GIVEN INSTRUCTION: Copy the data below without any changes, starting at the line that contains "of the sleeping" and continuing through the end of the data, with that first line included.
┌──
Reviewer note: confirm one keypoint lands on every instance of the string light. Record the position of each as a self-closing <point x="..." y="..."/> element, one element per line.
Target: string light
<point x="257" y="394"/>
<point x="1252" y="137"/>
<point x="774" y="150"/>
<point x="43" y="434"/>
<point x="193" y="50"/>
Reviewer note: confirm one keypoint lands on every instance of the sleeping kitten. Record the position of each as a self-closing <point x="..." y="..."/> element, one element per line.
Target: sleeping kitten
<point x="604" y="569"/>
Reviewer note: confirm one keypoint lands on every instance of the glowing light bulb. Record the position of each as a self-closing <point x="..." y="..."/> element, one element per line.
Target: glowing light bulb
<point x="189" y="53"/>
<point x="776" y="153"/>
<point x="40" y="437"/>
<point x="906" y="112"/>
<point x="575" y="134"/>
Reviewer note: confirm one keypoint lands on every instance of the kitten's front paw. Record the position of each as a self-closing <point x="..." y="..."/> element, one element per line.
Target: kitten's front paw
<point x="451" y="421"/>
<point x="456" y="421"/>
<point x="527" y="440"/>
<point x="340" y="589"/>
└──
RESPONSE TO THE EXERCISE:
Reviewer note: confirm one keypoint lands on every instance of the sleeping kitten. Record the position of each as a self-closing <point x="..." y="..."/> element, one element per line.
Target: sleeping kitten
<point x="604" y="569"/>
Reviewer note: confirm one keypoint lands on every instance of the glowing light bulb. Record the position of each as a self-closing <point x="..." y="..."/> element, one element per line.
Target: glowing light bulb
<point x="189" y="53"/>
<point x="776" y="153"/>
<point x="40" y="437"/>
<point x="906" y="112"/>
<point x="575" y="134"/>
Reviewer note: confirm one keypoint lands on every instance of the kitten's front paw. Record the position of each as a self-closing <point x="..." y="..."/> element, one element per line.
Target: kitten's front paw
<point x="451" y="421"/>
<point x="456" y="421"/>
<point x="527" y="440"/>
<point x="340" y="589"/>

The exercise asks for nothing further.